(ASSIGNMENT): Return every line in the listing that contains the string "positive", matching case exactly.

START MATERIAL PROVIDED

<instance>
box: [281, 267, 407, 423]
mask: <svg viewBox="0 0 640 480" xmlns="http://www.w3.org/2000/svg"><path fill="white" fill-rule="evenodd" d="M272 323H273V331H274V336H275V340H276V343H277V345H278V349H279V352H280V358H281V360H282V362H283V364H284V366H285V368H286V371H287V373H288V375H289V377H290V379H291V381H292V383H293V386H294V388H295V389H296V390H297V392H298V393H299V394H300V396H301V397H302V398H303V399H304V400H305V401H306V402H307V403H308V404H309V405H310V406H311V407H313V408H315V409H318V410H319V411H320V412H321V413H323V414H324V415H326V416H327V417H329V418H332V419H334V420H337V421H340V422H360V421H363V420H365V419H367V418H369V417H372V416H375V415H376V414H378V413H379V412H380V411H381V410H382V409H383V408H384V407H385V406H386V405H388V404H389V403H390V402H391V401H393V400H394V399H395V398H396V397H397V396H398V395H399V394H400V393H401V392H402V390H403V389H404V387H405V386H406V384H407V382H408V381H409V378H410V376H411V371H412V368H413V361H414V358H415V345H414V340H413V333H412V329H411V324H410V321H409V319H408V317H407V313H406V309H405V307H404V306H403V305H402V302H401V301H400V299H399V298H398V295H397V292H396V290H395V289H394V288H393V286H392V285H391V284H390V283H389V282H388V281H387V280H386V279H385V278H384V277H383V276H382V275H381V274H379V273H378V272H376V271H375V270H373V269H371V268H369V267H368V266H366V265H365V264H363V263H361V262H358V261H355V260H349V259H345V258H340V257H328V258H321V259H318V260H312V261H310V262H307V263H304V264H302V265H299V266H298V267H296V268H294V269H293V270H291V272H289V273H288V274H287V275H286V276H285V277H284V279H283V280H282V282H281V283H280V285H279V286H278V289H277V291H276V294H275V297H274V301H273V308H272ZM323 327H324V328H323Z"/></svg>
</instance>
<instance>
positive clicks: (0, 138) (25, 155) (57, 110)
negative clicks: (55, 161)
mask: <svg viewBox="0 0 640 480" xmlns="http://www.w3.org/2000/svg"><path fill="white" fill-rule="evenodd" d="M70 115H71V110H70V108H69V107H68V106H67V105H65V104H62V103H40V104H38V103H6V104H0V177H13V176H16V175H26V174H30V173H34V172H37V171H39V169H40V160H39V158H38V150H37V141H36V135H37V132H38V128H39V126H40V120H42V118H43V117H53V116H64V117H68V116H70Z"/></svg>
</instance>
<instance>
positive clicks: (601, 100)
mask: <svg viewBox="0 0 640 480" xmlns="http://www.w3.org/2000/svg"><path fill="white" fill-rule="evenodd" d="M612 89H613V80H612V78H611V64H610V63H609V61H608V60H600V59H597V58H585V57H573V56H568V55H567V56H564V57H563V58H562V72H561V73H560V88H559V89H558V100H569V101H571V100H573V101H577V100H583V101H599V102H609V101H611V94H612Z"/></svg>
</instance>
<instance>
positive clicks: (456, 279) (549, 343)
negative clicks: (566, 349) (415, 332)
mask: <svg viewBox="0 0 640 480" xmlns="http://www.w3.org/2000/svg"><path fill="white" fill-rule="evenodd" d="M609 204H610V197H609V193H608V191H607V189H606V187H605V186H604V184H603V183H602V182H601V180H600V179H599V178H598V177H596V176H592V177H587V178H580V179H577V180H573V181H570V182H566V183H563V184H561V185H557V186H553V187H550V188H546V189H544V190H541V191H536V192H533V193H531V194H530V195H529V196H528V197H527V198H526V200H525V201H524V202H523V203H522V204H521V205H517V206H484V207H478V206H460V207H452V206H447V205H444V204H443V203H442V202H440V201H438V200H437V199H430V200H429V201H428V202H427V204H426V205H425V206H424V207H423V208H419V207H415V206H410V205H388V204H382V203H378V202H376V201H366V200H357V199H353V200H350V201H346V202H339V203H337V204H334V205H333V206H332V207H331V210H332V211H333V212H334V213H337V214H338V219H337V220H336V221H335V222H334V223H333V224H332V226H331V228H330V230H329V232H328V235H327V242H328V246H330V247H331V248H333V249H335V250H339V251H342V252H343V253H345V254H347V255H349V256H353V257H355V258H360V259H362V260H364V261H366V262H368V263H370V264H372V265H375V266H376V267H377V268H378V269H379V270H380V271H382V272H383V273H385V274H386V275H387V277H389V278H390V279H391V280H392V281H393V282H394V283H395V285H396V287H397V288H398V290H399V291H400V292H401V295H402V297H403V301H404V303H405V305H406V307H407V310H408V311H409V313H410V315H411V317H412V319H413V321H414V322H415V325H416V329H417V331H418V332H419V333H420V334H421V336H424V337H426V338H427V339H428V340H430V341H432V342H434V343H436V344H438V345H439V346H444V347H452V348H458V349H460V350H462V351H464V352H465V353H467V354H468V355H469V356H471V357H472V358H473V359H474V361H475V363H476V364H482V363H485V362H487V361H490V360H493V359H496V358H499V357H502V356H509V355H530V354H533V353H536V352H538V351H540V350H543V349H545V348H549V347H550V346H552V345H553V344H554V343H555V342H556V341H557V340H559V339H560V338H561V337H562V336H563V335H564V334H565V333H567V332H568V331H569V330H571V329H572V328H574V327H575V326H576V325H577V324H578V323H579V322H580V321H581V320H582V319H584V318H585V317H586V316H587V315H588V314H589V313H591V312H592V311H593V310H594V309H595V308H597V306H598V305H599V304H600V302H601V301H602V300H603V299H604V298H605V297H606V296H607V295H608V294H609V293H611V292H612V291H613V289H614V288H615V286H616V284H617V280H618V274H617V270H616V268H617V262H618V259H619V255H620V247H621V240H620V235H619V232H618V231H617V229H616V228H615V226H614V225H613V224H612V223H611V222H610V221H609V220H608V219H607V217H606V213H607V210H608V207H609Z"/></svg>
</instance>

END MATERIAL PROVIDED

(SOLUTION):
positive clicks: (0, 138) (25, 155) (57, 110)
positive clicks: (601, 100)
positive clicks: (456, 279) (549, 343)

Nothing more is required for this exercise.